Esto sucede en unas coyunturas históricas y materiales muy concretas: en los momentos, distintos para cada región y distribuidos ampliamente a lo largo de la historia, en que los humanos nos apretamos en núcleos urbanos. Con la densificación de la población humana, se abrevió el espacio de la ecología plural de seres y voces que componían nuestros universos cotidianos. Una de las manifestaciones más obvias fue la reducción física de los espacios que (luego) llamamos “naturales”. Y una de las consecuencias más sutiles fue el establecimiento de una cosmovisión en la cual “naturaleza” y “cultura” designan reinos mutuamente excluyentes. En estos universos reducidos, de humanidad comprimida, pudieron crecer nuevas generaciones comprometidas con visiones antropogénicas y antropocéntricas de la realidad.
El costo humano de estas transformaciones ha sido y continúa siendo muy significativo. El establecimiento de esa separación, física e ideal, entre lo “social” y lo “natural”, estuvo acompañado por una ruptura de orden espiritual en nuestros padres, abuelos, bisabuelos y tatarabuelos que dejaron el campo para no volver; y quienes tuvieron que ceder muchos de los elementos de su visión de mundo –elementos de un mundo mucho más que humano, que les permitían predecir la lluvia, o morir en el momento justo en que se los llevaban para siempre de la tierra que cultivaron con sus manos– para entrar en un universo donde el ser humano es propietario de todo entendimiento.
Estos momentos históricos de condensación urbana, por supuesto, coinciden con grandes avances tecnológicos e industriales. Las fuerzas productivas del aire, del sol, la tierra y el agua, deben ser suplementados para sostener esa distribución desigual de las fuerzas vivas de nuestro planeta. El manejo de la pura cantidad de seres humanos, sin la asistencia de las fuerzas que de otra manera le daban orden, se convierte en un asunto de gran preocupación y mucha filosofía. La velocidad que exige sustentar la vida en las ciudades y núcleos urbanos, hace que las cantidades se hagan más importantes que las calidades; y las palabras, que necesitan de otras fuerzas del mundo para resonar, se apagan. Desenraizadas, ya no presentan una realidad vivida, sino que representan.
==================================================
◆ POR HACER:
• 1. Responde estas preguntas sobre el pasaje dado:
(a) ¿Cuál fue, según el primer párrafo, una de las manifestaciones más obvias de la densificación de la población humana?
(b) ¿Quiénes dejaron el campo para no volver, según el segundo párrafo?
(c) ¿Con qué coinciden los momentos históricos de condensación urbana, según el tercer párrafo?
• 2. Reproduce literalmente el fragmento del pasaje dado que va desde "Esto sucede en" hasta "de la realidad.", ambos incluidos.

◆ DATOS PROPORCIONADOS:
==================================================
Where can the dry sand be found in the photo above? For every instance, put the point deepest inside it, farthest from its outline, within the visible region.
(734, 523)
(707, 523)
==================================================
◆ RESPUESTAS:
• 1.
(a) La reducción física de los espacios que luego llamamos "naturales".
(b) Nuestros padres, abuelos, bisabuelos y tatarabuelos.
(c) Con grandes avances tecnológicos e industriales.

• 2.
Esto sucede en unas coyunturas históricas y materiales muy concretas: en los momentos, distintos para cada región y distribuidos ampliamente a lo largo de la historia, en que los humanos nos apretamos en núcleos urbanos. Con la densificación de la población humana, se abrevió el espacio de la ecología plural de seres y voces que componían nuestros universos cotidianos. Una de las manifestaciones más obvias fue la reducción física de los espacios que (luego) llamamos “naturales”. Y una de las consecuencias más sutiles fue el establecimiento de una cosmovisión en la cual “naturaleza” y “cultura” designan reinos mutuamente excluyentes. En estos universos reducidos, de humanidad comprimida, pudieron crecer nuevas generaciones comprometidas con visiones antropogénicas y antropocéntricas de la realidad.